Arrange each line of the records below as a Markdown table with two columns, Number and Entry, numbering the rows in order. Skip blank lines, and keep the pictures out of your answer.

* _EXERCISE INPUTS_:
———

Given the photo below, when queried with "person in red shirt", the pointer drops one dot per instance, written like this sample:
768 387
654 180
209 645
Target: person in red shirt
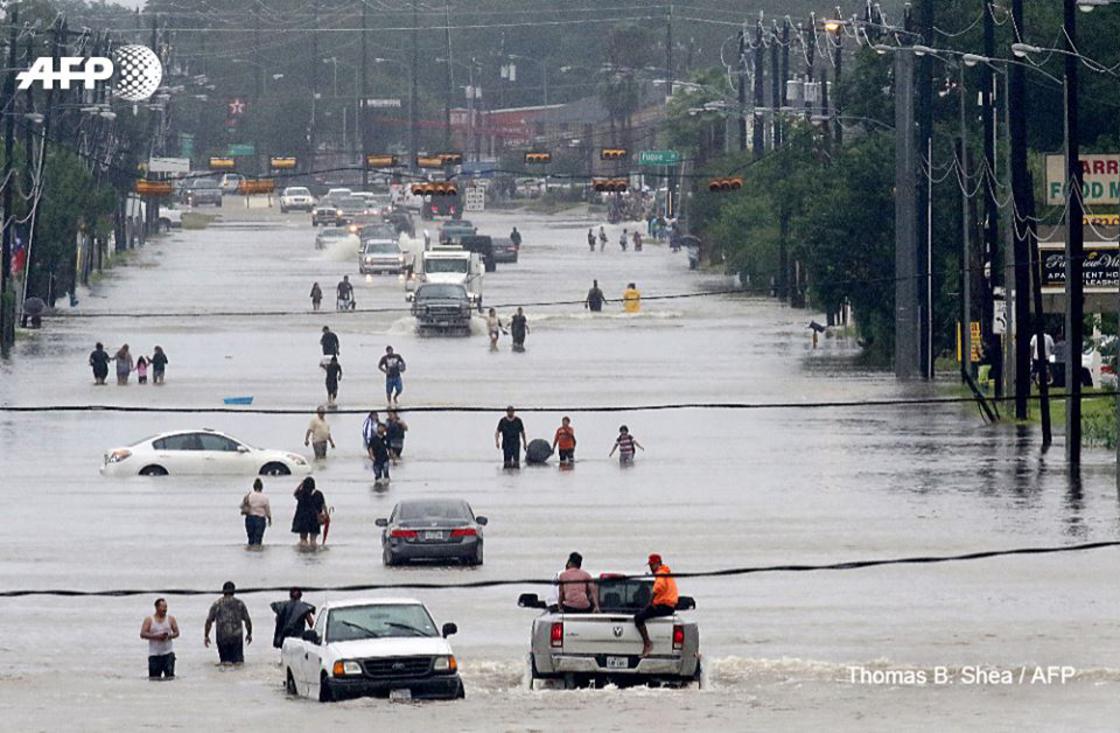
566 441
663 602
577 592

———

* _RESULT_:
| Number | Entry |
|---|---|
| 1 | Given the photo below, when queried with "person in red shirt", the pointer drops one dot per instance, written like this sample: |
| 2 | 768 387 |
| 3 | 654 180 |
| 4 | 209 645 |
| 5 | Target: person in red shirt |
| 6 | 566 441 |
| 7 | 663 602 |
| 8 | 577 592 |